**Data records:**
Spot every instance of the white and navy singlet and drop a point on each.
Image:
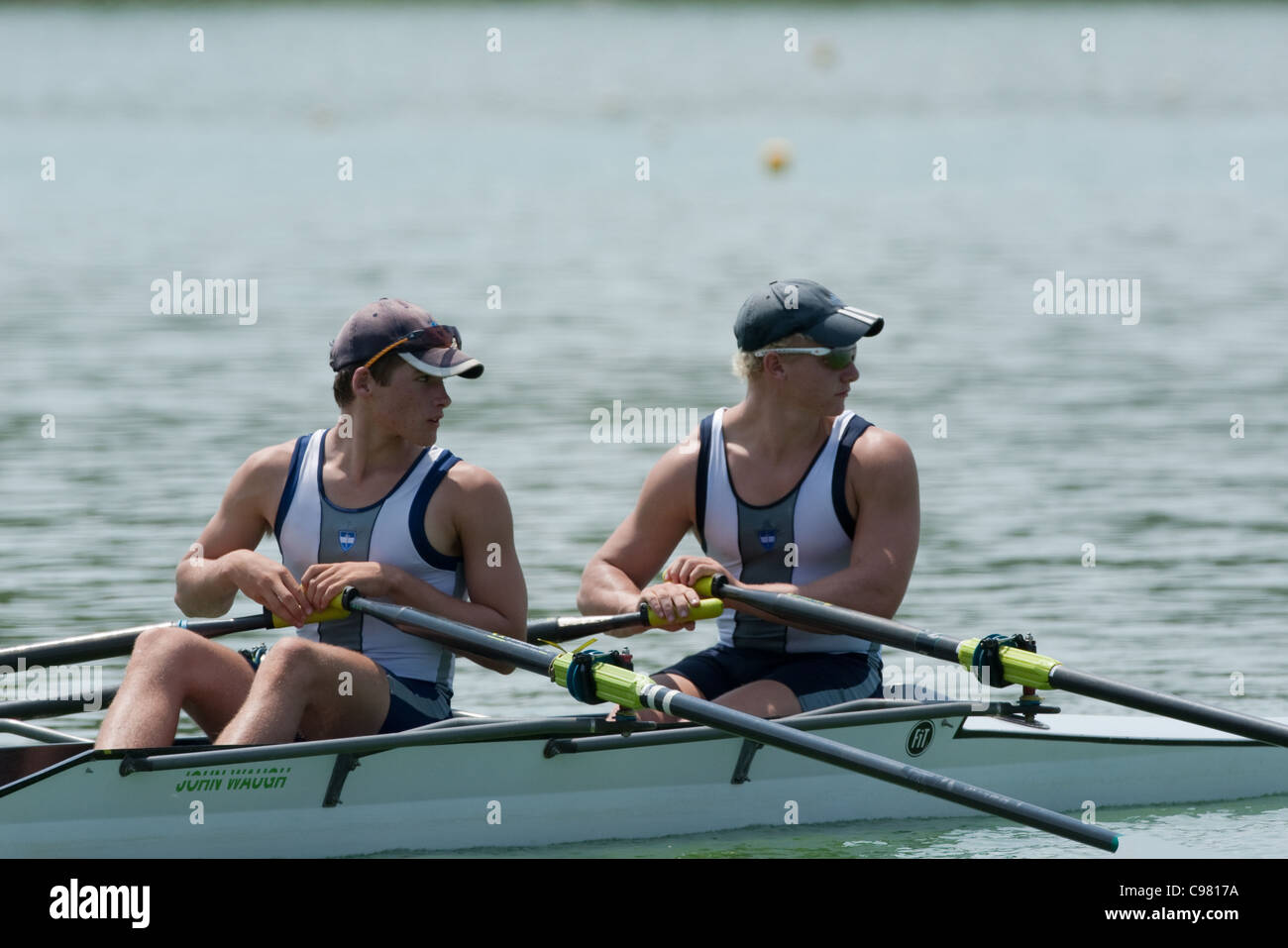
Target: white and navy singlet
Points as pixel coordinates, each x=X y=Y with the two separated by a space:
x=310 y=530
x=752 y=543
x=802 y=537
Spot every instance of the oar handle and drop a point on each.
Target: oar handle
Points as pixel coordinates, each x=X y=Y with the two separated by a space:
x=707 y=608
x=335 y=609
x=563 y=627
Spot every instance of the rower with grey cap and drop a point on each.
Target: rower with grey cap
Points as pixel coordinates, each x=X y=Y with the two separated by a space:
x=374 y=502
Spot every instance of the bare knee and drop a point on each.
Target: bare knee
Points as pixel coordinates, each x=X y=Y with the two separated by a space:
x=290 y=660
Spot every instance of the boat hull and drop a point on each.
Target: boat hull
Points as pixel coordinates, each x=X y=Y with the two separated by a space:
x=515 y=792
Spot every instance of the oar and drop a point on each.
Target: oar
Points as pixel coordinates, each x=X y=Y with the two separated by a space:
x=563 y=627
x=86 y=648
x=1020 y=668
x=635 y=690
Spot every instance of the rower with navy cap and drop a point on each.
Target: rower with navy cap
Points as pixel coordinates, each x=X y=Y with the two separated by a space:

**Required task:** Write out all of the rows above as a numbered list of lines, skipping any blank lines and omitting the pictures.

**Answer below:**
1. Spot every instance of the white and navy singlet and drop a point on each.
2. Image:
3. Target: white and navy singlet
4. Points as pixel coordinates, each x=X y=Y with the two separated by a space:
5. x=310 y=530
6. x=752 y=543
7. x=802 y=537
8. Spot every instance of the oar handle and drop a point on each.
9. Target: oar handle
10. Points as pixel coordinates, each x=X y=Y with the two separated by a space:
11. x=707 y=608
12. x=335 y=609
13. x=563 y=627
14. Spot every instance of the rower with grey cap and drop a point on each.
15. Target: rower with grey cap
16. Points as pixel coordinates, each x=X y=Y with the two separated by a space:
17. x=374 y=502
18. Spot every instance of the bare knee and drop a point on each.
19. Target: bare knee
20. Points as pixel coordinates, each x=X y=Y with the two separated by a space:
21. x=290 y=660
22. Spot every instance of the boat hull and drop a point on each.
23. Target: boat hull
24. Points as pixel coordinates, each x=X y=Y with the two separated by a space:
25. x=515 y=792
26. Spot every instance of the oar and drop a point on each.
27. Target: oar
28. Points as pixel coordinates, each x=X y=Y with the two separated by a space:
29. x=563 y=627
30. x=86 y=648
31. x=1020 y=668
32. x=635 y=690
33. Spot every instance of the rower with navy cap and drop a point on each.
34. Target: rower with navy cap
35. Points as pixel coordinates, each x=X y=Y with the two separated by a space:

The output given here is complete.